[TASK INSTRUCTIONS]
Look through the entries for the string "point" and copy every line where it shows up.

[DATA EXCERPTS]
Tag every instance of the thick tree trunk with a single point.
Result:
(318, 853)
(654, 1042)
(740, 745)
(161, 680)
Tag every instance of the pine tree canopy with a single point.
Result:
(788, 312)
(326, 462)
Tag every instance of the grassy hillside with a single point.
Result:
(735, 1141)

[EXERCISE ANSWER]
Tag every instance of the thick tree trunk with a single point.
Tag every instance of the pine tree canopy with a single point.
Tag every instance of the grassy hillside with a single point.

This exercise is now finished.